• Excerpted text:

## Start

# Boca APEC 7 Bearings



## rjc1982 (Sep 27, 2005)

Hey Dipsay,

I saw in and old post from you that you use the Boca APEC 5 bearings instead of the orange seal APEC 7. Just curious why that is because I'm fixin' to order some replacements for my Curado 200.

Thanks,

Jeff


----------



## Bantam1 (Jun 26, 2007)

I'm not Dipsay but in my opinion anything over an AEBC 5 is a waste. The spool simply will not spin fast enough to need the ABEC 7. These bearings are designed to run in equipment that runs at 30,000 RPM and require zero vibration. The spool speed in a normal low profile reel will see 25,000 for a fraction of a second. The DC reels are the only reels that acheive 30,000 and even then it is for a fraction of a second.


----------



## BustinTops (Aug 31, 2010)

## End

• What you need to do:
In the bearings thread, which reels are the only ones that reach 30,000 RPM?

• Provided data:
## Start

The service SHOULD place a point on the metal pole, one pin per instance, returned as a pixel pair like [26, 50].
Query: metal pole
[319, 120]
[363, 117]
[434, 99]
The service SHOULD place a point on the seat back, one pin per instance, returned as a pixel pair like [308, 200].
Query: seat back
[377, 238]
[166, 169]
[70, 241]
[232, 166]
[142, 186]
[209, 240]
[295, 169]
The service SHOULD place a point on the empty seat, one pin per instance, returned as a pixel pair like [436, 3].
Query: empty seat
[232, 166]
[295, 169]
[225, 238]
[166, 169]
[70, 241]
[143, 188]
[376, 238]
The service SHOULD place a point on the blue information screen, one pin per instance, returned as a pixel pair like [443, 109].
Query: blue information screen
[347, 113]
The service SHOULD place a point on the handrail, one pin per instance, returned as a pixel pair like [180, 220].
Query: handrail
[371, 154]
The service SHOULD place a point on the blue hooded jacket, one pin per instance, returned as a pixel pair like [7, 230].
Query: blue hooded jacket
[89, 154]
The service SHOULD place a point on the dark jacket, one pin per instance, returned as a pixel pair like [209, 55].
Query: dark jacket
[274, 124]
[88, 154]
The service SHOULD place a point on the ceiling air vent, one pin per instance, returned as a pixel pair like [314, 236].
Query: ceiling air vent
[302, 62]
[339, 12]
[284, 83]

## End

• Solution to this problem:
The DC reels, and only for a fraction of a second.